2017 | iDIAB 

Internet des Objets pour le suivi et la modélisation de la glycémie de patients diabétiques


Début du financement: 01/10/2017
Axe DigiCosme & tâche: DataSense
Sujet : Internet des Objets pour le suivi et la modélisation de la glycémie de patients diabétiques
Directeurs de thèse :Medhi AMMI, LIMSI & Mounim El Yacoubi, Telecom SudParis
Institutions : LIMSI, Telecom SudParis
Laboratoire gestionnaire : LIMSI
Doctorant : Maxime DE BOIS
Productions scientifiques :

Ressources :


Contexte
Diabetes Mellitus (DM) has become a paramount issue in the modern world. Globally, 422 millions of adults are estimated to be diabetic in 2014 and diabetes itself is directly imputed 1.5 million deaths in 2012 (World Health Organization, 2016).

Diabetes is a chronic disease that can be divided into three main categories: type-1 diabetes mellitus (T1DM), type-2 diabetes mellitus (T2DM) and gestational diabetes. While T1DM is characterized by the body’s inability to create insulin (which is an hormone that regulates blood glucose), T2DM is identified by its increasing resistance to insulin and gestational is distinguished by high blood glucose during pregnancy.

For diabetic people, the main problem is to maintain their BG within acceptable ranges throughout days and nights. If the BG falls to low (hypoglycemia), it can result in various short-term symptoms including clumsiness, trouble talking, loss of consciousness or even death depending on the severity of the hypoglycemia. In the other hand, high blood glucose (hyperglycemia) can lead to more long-term complications such as poor blood flow, cardiovascular diseases or blindness.

To help diabetic people cope with their disease, a lot of technical solutions and have been engineered. One of the most notable and recent progress in the Internet of Things area is the invention of Continuous Glucose Monitoring (CGM) devices. Diabetic people do not need to prick their skin with a lancet to obtain their current blood glucose level anymore. It can now be done by scanning a patch located at the back of his arm, like with the FreeStyle Libre CGM device. Besides, we are currently witnessing the rise of smart-phone coaching applications featuring diabetes such as the FDA-approved application called mySugr.

From a research perspective, a lot of advances have been done in regulating blood glucose. We can identify two main approaches to the problem. In on hand, there is the challenging project of building an Artificial Pancreas that can automatically deliver the appropriate insulin dosages to the body (Bequette et al., 2012). To do so, efforts are focused on building efficient closed-loop systems such as Model Predictive Controllers (Dassau et al., 2012). In the other hand, the endeavors of a lot of researchers have been toward the prediction of future BG values. For instance, the forecasting of future glucose values can then be used inside a MPC or even as is to alert the diabetic of an incoming hypoglycemia.

_Exercise brief_:
Translate this sentence from the passage on diabetes into French: "Diabetic people do not need to prick their skin with a lancet to obtain their current blood glucose level anymore." The material that comes next is from a separate source.

_Provided material_:

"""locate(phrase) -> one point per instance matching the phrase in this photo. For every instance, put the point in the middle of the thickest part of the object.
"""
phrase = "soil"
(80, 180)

_Answer section_:
Les personnes diabétiques n'ont plus besoin de se piquer la peau avec une lancette pour obtenir leur taux de glycémie actuel.